• [Text provided]
....................
-----Original Message-----
From: Michael Glaesemann [mailto:[EMAIL PROTECTED]
Sent: Saturday, 19 November 2005 12:28 p.m.

On Nov 19, 2005, at 7:49 , Jeremy Palmer wrote:

SELECT DISTINCT ON (vector_id, obs_type)
       id
FROM   observation
ORDER  BY vector_id,
       obs_type,
       date DESC;

However the documentation also states that "DISTINCT ON" is not
part of the
SQL standard and should be avoided when possible, stating that
aggregations
and sub-queries should be used instead...

Something like:

select max(date), id
from observation
group by vector_id, obs_type;

On Nov 19, 2005, at 11:50 , Jeremy Palmer wrote:

Unfortunately that does not work as "id" column needs to be included in the group by statement or be used in an aggregate function. If I did this it definitely would note return the correct answer, as the "id" column is the
primary key for the table.
....................
• [Objectives]
#1 Summarize the email thread in two sentences.
#2 In the email thread, rewrite the paragraph beginning "However the documentation also states" as a short bulleted list that keeps its main points.
#3 Translate this sentence from the email thread into Spanish: "However the documentation also states that "DISTINCT ON" is not part of the SQL standard and should be avoided when possible, stating that aggregations and sub-queries should be used instead..."
The records that come next have nothing to do with the email thread.

• [Data]
....................
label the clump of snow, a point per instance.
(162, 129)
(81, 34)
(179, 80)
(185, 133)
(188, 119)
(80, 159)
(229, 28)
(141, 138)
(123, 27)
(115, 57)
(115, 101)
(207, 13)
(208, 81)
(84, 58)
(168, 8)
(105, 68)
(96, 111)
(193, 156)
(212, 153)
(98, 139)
....................
• [Answers below]
#1 Jeremy Palmer shows a DISTINCT ON query on the observation table but notes that the documentation calls DISTINCT ON non-standard and recommends aggregations and sub-queries instead. A query grouping by vector_id and obs_type with max(date) is proposed, and Jeremy Palmer replies that it does not work because the id column, the table's primary key, would need to be in the GROUP BY or in an aggregate function.

#2
- The documentation says "DISTINCT ON" is not part of the SQL standard.
- It advises avoiding it when possible.
- It recommends aggregations and sub-queries instead.

#3 Sin embargo, la documentación también indica que "DISTINCT ON" no forma parte del estándar SQL y que debe evitarse cuando sea posible, y señala que en su lugar deben usarse agregaciones y subconsultas...